### Task instructions:
Return every line of the material exactly.

### Extracted records:
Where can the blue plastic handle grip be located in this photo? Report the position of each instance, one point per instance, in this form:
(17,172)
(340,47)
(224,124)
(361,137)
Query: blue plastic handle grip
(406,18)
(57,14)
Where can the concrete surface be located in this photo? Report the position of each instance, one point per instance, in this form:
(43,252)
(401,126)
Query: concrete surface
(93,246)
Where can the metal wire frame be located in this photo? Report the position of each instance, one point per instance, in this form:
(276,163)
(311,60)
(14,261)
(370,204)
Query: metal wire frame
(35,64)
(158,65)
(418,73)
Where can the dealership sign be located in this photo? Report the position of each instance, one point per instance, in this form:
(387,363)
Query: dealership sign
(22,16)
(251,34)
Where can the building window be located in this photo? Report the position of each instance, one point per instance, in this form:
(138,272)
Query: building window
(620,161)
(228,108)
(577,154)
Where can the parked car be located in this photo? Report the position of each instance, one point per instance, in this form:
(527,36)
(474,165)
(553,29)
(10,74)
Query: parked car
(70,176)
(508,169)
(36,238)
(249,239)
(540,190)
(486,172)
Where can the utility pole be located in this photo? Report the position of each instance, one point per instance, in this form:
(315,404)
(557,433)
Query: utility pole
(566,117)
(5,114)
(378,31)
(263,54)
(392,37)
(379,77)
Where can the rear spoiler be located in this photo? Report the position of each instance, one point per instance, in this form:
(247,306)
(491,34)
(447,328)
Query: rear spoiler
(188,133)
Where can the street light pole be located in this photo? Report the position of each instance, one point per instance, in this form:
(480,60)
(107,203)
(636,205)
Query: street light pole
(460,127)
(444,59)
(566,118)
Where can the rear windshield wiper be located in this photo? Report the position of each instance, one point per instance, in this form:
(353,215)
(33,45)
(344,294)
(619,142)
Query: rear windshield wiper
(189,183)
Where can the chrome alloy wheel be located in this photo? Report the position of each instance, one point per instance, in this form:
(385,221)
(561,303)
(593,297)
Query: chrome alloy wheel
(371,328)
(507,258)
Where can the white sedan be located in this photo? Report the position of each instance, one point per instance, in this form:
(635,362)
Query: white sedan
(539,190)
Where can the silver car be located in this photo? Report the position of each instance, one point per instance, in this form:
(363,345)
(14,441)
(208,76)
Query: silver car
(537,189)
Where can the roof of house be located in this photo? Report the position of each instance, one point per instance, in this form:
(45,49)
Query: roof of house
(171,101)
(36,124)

### Worked solution:
Where can the blue plastic handle grip be located in this photo? Report the position of each instance, one point per instance, in this form:
(17,172)
(340,47)
(224,124)
(361,137)
Query: blue plastic handle grip
(406,18)
(57,14)
Where can the concrete surface be located in this photo? Report the position of each instance, one point per instance, in this form:
(43,252)
(401,126)
Query: concrete surface
(93,246)
Where can the metal wire frame be located in this photo? Report the position of each instance, one point per instance, in this form:
(276,163)
(311,60)
(14,261)
(370,204)
Query: metal wire frame
(35,64)
(158,65)
(418,73)
Where can the dealership sign be located in this photo? Report the position of each instance, one point per instance, in this form:
(387,363)
Query: dealership sign
(22,16)
(251,34)
Where can the building window be located in this photo? Report the position of each instance, one point per instance, in this form:
(138,272)
Query: building window
(620,161)
(228,108)
(577,154)
Where can the parked car be located in this photo? Report the position of each instance, one point per instance, in this form:
(527,36)
(474,165)
(553,29)
(10,74)
Query: parked car
(70,176)
(508,169)
(36,238)
(249,239)
(540,190)
(486,172)
Where can the utility pole be located in this photo? Report the position of each instance, one point per instance, in this form:
(315,404)
(557,433)
Query: utility pole
(566,117)
(5,114)
(378,31)
(263,54)
(392,37)
(379,77)
Where can the rear spoiler be located in this photo? Report the position of each instance, one point per instance, in this form:
(247,306)
(491,34)
(447,328)
Query: rear spoiler
(188,133)
Where can the street light pole be located in this photo? Report the position of each instance, one point per instance, in this form:
(480,60)
(107,203)
(636,205)
Query: street light pole
(460,127)
(444,59)
(566,118)
Where can the rear windshield wiper be located in this photo? Report the position of each instance, one point per instance, in this form:
(353,215)
(33,45)
(344,294)
(619,142)
Query: rear windshield wiper
(189,183)
Where can the chrome alloy wheel be located in this photo? Report the position of each instance, one point per instance, in this form:
(385,221)
(561,303)
(593,297)
Query: chrome alloy wheel
(371,328)
(507,258)
Where can the white sedan be located in this photo? Report the position of each instance, one point per instance, in this form:
(635,362)
Query: white sedan
(539,190)
Where can the silver car be located in this photo? Report the position of each instance, one point per instance, in this form:
(363,345)
(14,441)
(208,76)
Query: silver car
(537,189)
Where can the roof of house be located in this photo? Report the position of each instance, one point per instance, in this form:
(45,49)
Query: roof of house
(171,101)
(36,124)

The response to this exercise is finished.